◆ **Text shown**
......

# Can I use these HF fittings in the lid of a Theil Separator?



## mikeintexas (Oct 25, 2011)

I'm going to build a Theil Separator to go in front of my HF DC. Planning on the typical 30-gallon shiny metal trashcan version.

I was going to use 4" PVC pipe for the feed/return lines in the lid, but then I saw these fittings from HF. My local HF has them in stock and I'm going there tomorrow anyway. Any reason why these won't work or why normal 4" PVC would be better? The reason I'm looking at these is b/c they were designed to accept 4" hose. Maybe PVC does too; I don't know as I've never built one of these things before. Thanks.


----------



## rrbrown (Feb 15, 2009)

mikeintexas said:


> I'm going to build a Theil Separator to go in front of my HF DC. Planning on the typical 30-gallon shiny metal trashcan version.

......

Coordinate labeling data
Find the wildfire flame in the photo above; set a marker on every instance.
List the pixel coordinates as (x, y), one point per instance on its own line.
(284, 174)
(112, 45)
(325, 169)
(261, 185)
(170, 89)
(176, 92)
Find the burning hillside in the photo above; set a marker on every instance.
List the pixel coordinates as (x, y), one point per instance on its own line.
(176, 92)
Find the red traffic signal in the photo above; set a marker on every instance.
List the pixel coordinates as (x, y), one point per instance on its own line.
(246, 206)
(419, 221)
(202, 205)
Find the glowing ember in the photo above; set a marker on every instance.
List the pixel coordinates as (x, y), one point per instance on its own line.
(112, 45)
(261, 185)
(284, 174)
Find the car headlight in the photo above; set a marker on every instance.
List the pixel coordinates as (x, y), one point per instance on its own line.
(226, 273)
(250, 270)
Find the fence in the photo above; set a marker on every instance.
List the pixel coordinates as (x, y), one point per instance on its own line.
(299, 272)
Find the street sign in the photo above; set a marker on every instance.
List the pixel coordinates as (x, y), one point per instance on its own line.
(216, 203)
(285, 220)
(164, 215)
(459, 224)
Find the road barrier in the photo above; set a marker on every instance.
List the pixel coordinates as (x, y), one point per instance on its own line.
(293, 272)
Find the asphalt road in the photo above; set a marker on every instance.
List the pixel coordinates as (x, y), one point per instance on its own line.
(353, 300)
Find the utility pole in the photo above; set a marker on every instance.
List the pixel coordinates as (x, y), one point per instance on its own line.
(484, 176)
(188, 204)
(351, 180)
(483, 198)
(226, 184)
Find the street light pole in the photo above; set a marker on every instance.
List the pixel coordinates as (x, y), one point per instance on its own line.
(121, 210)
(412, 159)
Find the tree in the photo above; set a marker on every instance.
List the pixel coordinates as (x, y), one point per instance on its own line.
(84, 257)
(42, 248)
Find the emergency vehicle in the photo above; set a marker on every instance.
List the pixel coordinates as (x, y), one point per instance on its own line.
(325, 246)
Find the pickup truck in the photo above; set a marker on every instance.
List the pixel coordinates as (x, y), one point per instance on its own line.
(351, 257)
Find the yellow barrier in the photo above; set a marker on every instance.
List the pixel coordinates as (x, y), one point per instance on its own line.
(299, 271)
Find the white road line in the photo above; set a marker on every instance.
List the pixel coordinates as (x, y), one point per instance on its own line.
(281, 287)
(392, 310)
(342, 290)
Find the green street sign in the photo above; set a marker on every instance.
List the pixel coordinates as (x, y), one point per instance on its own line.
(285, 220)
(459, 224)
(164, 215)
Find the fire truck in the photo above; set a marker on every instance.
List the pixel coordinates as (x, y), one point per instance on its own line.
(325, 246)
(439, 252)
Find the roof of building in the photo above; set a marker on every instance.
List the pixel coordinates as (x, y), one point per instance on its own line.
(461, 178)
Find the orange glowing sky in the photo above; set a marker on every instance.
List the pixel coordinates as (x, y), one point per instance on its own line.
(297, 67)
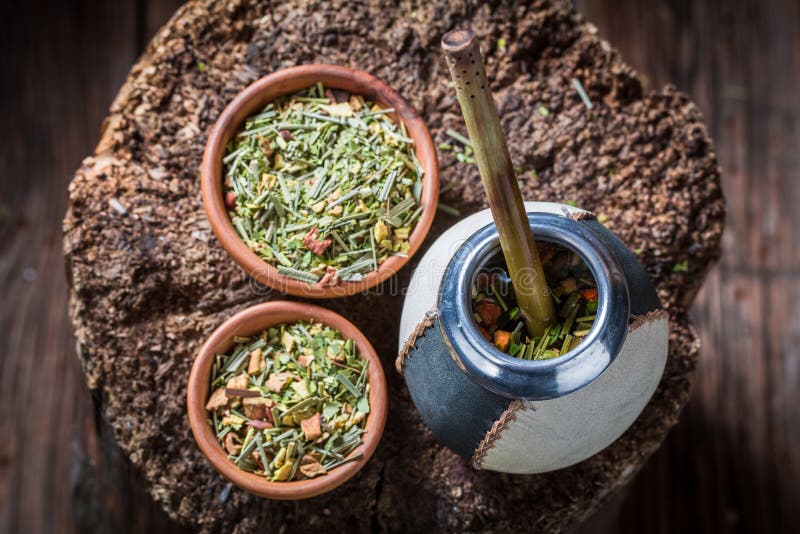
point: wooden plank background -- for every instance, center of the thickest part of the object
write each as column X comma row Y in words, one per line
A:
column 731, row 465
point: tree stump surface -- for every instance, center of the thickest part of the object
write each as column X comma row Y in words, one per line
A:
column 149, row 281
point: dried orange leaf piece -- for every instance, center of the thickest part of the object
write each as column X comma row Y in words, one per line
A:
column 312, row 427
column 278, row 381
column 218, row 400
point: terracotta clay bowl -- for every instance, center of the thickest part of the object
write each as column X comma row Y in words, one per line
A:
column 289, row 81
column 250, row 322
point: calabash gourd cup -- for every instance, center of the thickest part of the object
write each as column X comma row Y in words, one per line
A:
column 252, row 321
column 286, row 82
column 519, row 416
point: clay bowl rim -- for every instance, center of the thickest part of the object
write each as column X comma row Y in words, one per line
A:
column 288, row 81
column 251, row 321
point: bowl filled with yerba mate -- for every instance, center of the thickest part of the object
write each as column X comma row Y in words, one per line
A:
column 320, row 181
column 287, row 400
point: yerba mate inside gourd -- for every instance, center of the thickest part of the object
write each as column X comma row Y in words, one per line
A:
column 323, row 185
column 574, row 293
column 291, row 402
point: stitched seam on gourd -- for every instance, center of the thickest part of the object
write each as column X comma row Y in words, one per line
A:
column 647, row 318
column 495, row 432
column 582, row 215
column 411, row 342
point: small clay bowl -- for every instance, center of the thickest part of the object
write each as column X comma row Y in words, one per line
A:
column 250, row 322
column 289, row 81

......

◆ **Your instructions**
Please carry on the forum thread about using HF fittings in the lid of a Theil separator, starting right after its last line.

◆ **Task answer**
> 
> I was going to use 4" PVC pipe for the feed/return lines in the lid, but then I saw these fittings from HF. My local HF has them in stock and I'm going there tomorrow anyway. Any reason why these won't work or why normal 4" PVC would be better? The reason I'm looking at these is b/c they were designed to accept 4" hose. Maybe PVC does too; I don't know as I've never built one of these things before. Thanks.


Those will work you just need to secure them to the lid and make them air tight.

As for the PVC, using sewer drain pipe is cheaper and it has to either be shrunk down to except a 4" hose or a fitting like the ones you mentioned can be siliconed inside the PVC drain pipe. I do that with my blast gates and use a short screw to secure it better.

I use heat, hose clamps and a 1 1/2" thick circle circle to shrink down the pvc. PVC becomes soft enough to flow at about 120 degrees F.


----------



## mikeintexas (Oct 25, 2011)

Thanks, Richard. If HF has the two in stock I'll just grab them. I have a heat gun, but no workbench right now to work on...just a plastic folding table. No vise to hold PVC will shrinking it. Yes; a workbench is my first project I'll be building.  Thanks again.


----------



## tvman44 (Dec 8, 2011)

Do you have a stock # for those fittings, I cannot find them online.
Thanks.


----------



## dmh (Sep 18, 2010)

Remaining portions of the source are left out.